• _SOURCE RECORDS_
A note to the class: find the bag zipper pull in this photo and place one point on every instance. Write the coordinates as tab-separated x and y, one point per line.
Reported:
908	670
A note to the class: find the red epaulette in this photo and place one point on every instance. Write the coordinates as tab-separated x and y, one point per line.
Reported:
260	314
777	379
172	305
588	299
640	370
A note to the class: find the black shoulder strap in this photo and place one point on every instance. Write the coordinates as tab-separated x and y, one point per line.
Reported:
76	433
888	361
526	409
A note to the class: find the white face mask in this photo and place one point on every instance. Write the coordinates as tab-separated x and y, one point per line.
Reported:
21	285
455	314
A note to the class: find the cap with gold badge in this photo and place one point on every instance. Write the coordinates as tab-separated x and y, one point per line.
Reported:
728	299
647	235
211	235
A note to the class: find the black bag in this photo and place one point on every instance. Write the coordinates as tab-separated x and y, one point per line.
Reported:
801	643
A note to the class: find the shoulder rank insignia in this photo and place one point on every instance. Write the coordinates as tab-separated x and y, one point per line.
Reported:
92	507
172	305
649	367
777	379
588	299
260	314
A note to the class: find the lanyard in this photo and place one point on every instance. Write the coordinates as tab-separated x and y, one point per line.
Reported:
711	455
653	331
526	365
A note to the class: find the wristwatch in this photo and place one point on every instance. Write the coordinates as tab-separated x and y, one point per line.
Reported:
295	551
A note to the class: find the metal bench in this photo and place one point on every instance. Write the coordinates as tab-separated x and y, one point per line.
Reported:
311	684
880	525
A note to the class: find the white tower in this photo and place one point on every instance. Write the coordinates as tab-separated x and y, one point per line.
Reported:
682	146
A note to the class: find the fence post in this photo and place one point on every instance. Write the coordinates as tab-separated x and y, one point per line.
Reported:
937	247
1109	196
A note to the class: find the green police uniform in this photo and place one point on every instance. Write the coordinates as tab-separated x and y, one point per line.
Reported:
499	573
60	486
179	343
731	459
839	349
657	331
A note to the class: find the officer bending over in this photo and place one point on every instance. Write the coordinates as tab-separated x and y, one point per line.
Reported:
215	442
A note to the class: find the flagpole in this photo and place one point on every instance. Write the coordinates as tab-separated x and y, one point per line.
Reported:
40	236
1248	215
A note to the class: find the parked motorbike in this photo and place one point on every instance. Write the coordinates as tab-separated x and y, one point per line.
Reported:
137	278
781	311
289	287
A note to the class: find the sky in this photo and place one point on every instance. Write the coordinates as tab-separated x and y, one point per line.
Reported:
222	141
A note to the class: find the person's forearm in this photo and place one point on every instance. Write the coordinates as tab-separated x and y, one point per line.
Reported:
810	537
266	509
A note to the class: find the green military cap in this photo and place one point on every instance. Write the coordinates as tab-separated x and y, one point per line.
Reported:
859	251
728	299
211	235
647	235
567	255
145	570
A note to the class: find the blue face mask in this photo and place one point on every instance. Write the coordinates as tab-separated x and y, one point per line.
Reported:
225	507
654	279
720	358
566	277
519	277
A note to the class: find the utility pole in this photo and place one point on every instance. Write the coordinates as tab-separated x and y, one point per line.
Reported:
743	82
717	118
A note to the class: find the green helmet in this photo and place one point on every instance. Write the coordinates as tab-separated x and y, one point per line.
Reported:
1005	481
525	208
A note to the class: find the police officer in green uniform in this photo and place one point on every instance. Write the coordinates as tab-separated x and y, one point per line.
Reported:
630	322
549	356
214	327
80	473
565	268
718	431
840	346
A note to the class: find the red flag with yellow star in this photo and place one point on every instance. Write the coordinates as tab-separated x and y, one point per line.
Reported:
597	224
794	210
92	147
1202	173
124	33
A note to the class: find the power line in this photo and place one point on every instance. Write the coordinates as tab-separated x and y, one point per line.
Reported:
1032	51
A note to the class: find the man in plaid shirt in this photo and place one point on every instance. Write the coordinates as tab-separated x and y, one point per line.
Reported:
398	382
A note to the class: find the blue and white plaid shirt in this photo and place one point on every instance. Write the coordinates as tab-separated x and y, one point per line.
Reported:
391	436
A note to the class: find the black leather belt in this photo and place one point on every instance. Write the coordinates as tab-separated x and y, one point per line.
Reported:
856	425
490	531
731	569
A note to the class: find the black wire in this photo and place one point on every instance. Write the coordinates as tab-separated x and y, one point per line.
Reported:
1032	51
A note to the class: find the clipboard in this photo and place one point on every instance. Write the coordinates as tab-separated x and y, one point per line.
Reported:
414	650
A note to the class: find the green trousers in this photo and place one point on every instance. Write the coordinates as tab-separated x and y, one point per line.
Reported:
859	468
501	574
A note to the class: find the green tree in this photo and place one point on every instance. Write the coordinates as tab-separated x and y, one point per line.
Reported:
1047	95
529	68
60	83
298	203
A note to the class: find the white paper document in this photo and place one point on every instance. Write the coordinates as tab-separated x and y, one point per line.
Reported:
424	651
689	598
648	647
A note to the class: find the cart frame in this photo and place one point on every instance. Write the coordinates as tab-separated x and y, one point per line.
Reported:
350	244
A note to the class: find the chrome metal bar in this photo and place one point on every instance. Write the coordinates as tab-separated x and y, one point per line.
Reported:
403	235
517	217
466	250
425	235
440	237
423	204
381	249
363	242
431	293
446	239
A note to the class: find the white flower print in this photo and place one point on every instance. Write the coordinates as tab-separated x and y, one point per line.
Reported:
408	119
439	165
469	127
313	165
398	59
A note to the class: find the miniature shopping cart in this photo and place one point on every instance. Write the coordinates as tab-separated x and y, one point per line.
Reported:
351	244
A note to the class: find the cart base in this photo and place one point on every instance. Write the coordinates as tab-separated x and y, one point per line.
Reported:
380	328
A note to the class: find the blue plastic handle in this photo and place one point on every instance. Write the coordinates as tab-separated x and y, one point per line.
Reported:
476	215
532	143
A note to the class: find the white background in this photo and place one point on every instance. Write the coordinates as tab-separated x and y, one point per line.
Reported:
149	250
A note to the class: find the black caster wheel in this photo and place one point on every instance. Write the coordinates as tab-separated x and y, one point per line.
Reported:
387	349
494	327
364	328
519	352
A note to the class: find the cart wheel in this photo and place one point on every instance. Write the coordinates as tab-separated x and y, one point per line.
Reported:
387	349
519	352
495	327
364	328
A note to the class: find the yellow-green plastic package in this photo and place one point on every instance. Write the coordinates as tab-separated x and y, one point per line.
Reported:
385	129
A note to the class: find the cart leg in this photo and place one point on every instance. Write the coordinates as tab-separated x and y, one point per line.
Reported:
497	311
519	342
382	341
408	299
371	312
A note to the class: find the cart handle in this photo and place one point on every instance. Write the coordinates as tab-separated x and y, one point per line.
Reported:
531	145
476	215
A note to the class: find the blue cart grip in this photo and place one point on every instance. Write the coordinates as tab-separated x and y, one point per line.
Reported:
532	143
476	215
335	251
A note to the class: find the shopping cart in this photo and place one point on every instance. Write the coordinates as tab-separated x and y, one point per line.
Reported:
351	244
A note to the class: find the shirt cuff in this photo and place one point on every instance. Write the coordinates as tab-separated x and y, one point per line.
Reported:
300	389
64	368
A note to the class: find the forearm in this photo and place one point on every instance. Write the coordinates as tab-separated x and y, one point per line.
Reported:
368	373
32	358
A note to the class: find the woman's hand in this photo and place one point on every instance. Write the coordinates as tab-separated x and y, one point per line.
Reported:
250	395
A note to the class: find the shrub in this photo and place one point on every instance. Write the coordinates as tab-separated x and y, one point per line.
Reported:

• _TASK STATEMENT_
Copy the data. Make sure every line matches exactly.

• _EXERCISE RESPONSE_
A note to the class: find the bag zipper pull in this photo and place one point on every instance. Write the coordinates as tab-separated x and y, one point per line.
Reported:
908	670
A note to the class: find the red epaulette in this photo and place one point on every instance. Write the coordinates as tab-separated x and y, one point per line.
Reported:
260	314
777	379
172	305
588	299
640	370
A note to the class: find the black shoulder strap in this photo and place one point on every instance. Write the coordinates as tab-separated x and y, one point per line.
Reported:
76	433
888	361
526	409
A note to the class: find the white face mask in this photo and place one point on every instance. Write the coordinates as tab-separated x and y, one point per line.
Reported:
21	285
455	314
A note to the class: find the cap with gold badge in this photo and place one point on every instance. Write the coordinates as tab-separated x and y, one point per line.
Reported:
728	299
647	235
211	235
A note to the class: find the black bag in this photo and place one point on every instance. Write the coordinates as tab-separated x and y, one point per line.
Reported:
801	643
A note to the class: find the shoulder rank insignia in this photo and place one point on every instance. Write the coordinates as tab-separated x and y, one point per line.
Reported:
92	507
172	305
649	367
777	379
588	299
260	314
A note to the class: find the lanyard in this photo and place one point on every instance. Write the coordinates as tab-separated x and y, one point per line.
Reported:
711	455
653	331
526	365
A note to the class: find the wristwatch in this photo and place one point on every instance. Write the coordinates as tab-separated x and y, one point per line.
Reported:
295	551
A note to the class: find the metal bench in this photo and place one point on every instance. Write the coordinates as tab-separated x and y, one point per line.
Reported:
311	684
880	525
A note to the class: find the white tower in this photo and place one point on every instance. Write the coordinates as tab-separated x and y, one point per line.
Reported:
682	146
A note to the class: find the fence post in this photo and place one point on every instance. Write the coordinates as tab-separated x and y, one point per line.
Reported:
937	247
1109	196
A note to the class: find the green police uniform in this photo and place one point on every instance. Write the coordinates as tab-separated x and y, one point per line.
Reported:
499	573
60	486
179	343
731	459
839	349
657	331
A note to the class: find the officer bending over in this photo and place one point on every instance. Write the coordinates as tab-separated x and y, one point per line.
Reported:
215	442
A note to the class: find the flagpole in this photo and place one point on every instance. Write the coordinates as tab-separated x and y, one point per line.
Reported:
40	236
1248	215
A note to the class: find the parked motorbike in this photo and place one point on every instance. Write the coordinates as tab-separated x and y, one point per line.
Reported:
137	278
781	311
289	287
A note to the class: find the sky in this photo and place one point on every instance. Write the coordinates as tab-separated x and y, one point per line.
Reported:
222	141
A note to the class: find the person's forearm in this photo and place one point on every instance. Write the coordinates as tab-separated x and y, one point per line.
Reported:
810	537
266	509
A note to the class: find the green military cap in this photo and place one point on every instance. Write the coordinates as tab-separated x and y, one point per line.
Reported:
859	251
728	299
211	235
647	235
567	255
145	570
A note to the class: find the blue face mask in this photo and place one point on every instance. Write the coordinates as tab-separated x and y, one point per line.
Reported:
225	507
654	279
720	358
566	277
519	277
A note to the class: find the utility pole in this photo and place one point on every instance. Write the coordinates as tab-separated x and y, one point per line.
Reported:
743	82
717	118
A note to the class: find the green helmet in this photo and place one point on every instance. Write the coordinates as tab-separated x and y, one point per line.
Reported:
1005	481
525	208
A note to the class: find the police officer in green uniform in this photo and place one point on every instance. Write the coordinates as tab-separated x and y, one point per line.
Reported:
630	322
549	356
214	327
80	473
565	268
718	431
840	346
A note to the class: find the red flag with yellow star in this photo and place one point on every instance. Write the coordinates as tab-separated x and y, one point per line.
Reported:
597	224
794	210
92	147
1202	173
124	33
A note to the class: find the power line in this photo and place one point on every instance. Write the coordinates as tab-separated x and y, one point per line.
Reported:
1032	51
A note to the class: find the man in plaid shirt in this photo and place one point on every instance. Write the coordinates as tab-separated x and y, one point per line.
Reported:
398	382
A note to the class: find the blue and white plaid shirt in this photo and place one point on every instance. Write the coordinates as tab-separated x and y, one point per line.
Reported:
391	436
A note to the class: find the black leather belt in this photo and place one point on every instance. Write the coordinates as tab-separated x and y, one point per line.
Reported:
856	425
490	531
731	569
A note to the class: find the black wire in this photo and place one point on every instance. Write the coordinates as tab-separated x and y, one point per line.
Reported:
1032	51
A note to the class: find the clipboard in this photo and place one point on every instance. Write the coordinates as tab-separated x and y, one point per line.
Reported:
414	650
A note to the class: find the green trousers in this photo and place one point on every instance. Write the coordinates as tab-separated x and y, one point per line.
Reported:
859	468
501	574
A note to the class: find the green tree in this photo and place one point on every instance. Write the coordinates as tab-separated x and y, one point per line.
Reported:
1047	95
529	68
60	83
298	203
A note to the class: find the white paper document in this photo and place one point on every instance. Write the coordinates as tab-separated x and y, one point per line.
Reported:
424	651
689	598
648	647
A note to the class: find the cart frame in this photo and place one point on every instance. Write the coordinates as tab-separated x and y, one point per line.
Reported:
350	244
A note to the class: find the chrome metal bar in this photo and place one point on every instance. Write the coordinates as tab-separated x and y, one point per line.
Reported:
403	235
517	217
466	250
425	235
440	237
423	204
381	249
363	242
431	293
446	239
A note to the class: find the white flower print in this photo and place one point on every instance. Write the coordinates as tab-separated x and y, one point per line.
Reported:
408	119
439	165
469	127
313	165
398	59
A note to the class: find the miniature shopping cart in this photo and place one point on every instance. Write the coordinates as tab-separated x and y, one point per line.
Reported:
351	244
A note to the class: find the cart base in this photo and place one point on every instance. Write the coordinates as tab-separated x and y, one point per line.
Reported:
380	328
A note to the class: find the blue plastic handle in this photo and place one point on every instance. Write the coordinates as tab-separated x and y, one point per line.
Reported:
476	215
532	143
A note to the class: find the white background in this photo and place one point on every instance. Write the coordinates as tab-separated x and y, one point per line.
Reported:
149	250
A note to the class: find the black caster wheel in this photo and place one point on every instance. Write the coordinates as tab-separated x and y, one point per line.
Reported:
387	349
494	327
364	328
519	352
A note to the class: find the cart wheel in this photo and place one point on every instance. Write the coordinates as tab-separated x and y, one point per line.
Reported:
387	349
519	352
495	327
364	328
A note to the class: find the yellow-green plastic package in this photo and place one point on every instance. Write the coordinates as tab-separated x and y, one point per line.
Reported:
385	129
A note to the class: find the cart leg in this photo and place one point on every instance. Write the coordinates as tab-separated x and y, one point per line.
Reported:
497	311
519	342
382	341
408	299
371	312
A note to the class: find the cart handle in this photo and place one point on every instance. Write the coordinates as tab-separated x and y, one point per line.
Reported:
531	145
476	215
A note to the class: find the blue cart grip in this photo and place one point on every instance. Write the coordinates as tab-separated x and y, one point per line.
Reported:
532	143
476	215
335	251
A note to the class: find the shopping cart in this photo and place one point on every instance. Write the coordinates as tab-separated x and y, one point per line.
Reported:
351	244
A note to the class: find the shirt cuff in this photo and place one point on every instance. Write the coordinates as tab-separated x and y, one point per line.
Reported:
300	389
64	368
A note to the class: find the forearm in this photo and place one point on every instance. Write the coordinates as tab-separated x and y, one point per line.
Reported:
368	373
32	358
A note to the class: find the woman's hand in this photo and place one point on every instance. Write the coordinates as tab-separated x and y, one point per line.
Reported:
250	395
A note to the class: find the shrub in this photo and place one point on every instance. Write the coordinates as tab-separated x and y, one point per line.
Reported:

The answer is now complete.